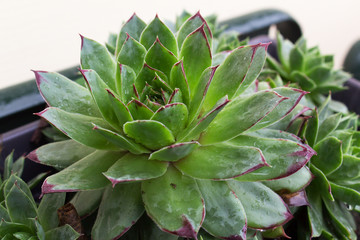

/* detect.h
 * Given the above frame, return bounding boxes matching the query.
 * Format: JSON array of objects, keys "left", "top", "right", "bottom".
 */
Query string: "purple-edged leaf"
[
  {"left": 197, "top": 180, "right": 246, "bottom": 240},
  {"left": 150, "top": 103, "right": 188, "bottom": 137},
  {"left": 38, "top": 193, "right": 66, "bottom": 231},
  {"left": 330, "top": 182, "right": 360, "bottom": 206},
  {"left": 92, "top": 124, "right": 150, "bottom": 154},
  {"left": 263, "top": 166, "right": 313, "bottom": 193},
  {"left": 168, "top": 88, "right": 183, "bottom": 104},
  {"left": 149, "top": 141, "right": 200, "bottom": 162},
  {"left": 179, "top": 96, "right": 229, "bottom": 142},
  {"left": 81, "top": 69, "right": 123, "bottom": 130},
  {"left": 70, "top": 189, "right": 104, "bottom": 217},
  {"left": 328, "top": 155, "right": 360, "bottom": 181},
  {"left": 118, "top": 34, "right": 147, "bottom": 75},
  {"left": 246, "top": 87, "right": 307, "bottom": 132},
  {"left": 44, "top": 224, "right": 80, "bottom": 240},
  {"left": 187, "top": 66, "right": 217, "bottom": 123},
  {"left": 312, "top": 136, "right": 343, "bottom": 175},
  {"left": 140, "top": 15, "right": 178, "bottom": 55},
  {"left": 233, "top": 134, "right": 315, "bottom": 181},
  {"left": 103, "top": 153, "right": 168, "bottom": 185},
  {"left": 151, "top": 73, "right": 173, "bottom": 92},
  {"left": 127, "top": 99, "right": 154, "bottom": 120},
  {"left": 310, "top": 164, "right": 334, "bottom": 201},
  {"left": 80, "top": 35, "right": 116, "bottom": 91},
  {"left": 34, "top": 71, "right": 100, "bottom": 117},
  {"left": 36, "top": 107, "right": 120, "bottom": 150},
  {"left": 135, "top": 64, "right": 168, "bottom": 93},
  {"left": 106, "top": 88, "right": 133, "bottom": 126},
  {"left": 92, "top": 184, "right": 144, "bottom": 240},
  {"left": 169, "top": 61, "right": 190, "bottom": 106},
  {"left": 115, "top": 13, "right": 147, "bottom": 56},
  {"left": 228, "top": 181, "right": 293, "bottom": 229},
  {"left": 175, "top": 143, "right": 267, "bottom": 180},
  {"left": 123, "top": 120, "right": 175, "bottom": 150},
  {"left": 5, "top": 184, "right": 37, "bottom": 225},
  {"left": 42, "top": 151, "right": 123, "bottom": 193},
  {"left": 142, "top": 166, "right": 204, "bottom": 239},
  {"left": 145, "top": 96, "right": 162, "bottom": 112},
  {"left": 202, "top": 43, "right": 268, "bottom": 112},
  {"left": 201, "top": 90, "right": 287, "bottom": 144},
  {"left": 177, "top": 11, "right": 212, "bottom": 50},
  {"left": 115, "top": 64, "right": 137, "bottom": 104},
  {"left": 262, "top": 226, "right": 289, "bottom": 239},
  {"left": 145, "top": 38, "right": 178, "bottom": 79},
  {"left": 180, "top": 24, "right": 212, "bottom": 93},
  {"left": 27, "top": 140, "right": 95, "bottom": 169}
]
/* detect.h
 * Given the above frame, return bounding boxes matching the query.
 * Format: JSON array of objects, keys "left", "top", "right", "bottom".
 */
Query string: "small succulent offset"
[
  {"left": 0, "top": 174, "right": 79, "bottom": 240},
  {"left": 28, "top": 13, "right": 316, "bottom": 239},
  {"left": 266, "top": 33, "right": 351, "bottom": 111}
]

---+---

◆ About this exercise ◆
For the entries shown above, tally every line containing the word "string". Report the tally and nothing else.

◆ Task result ◆
2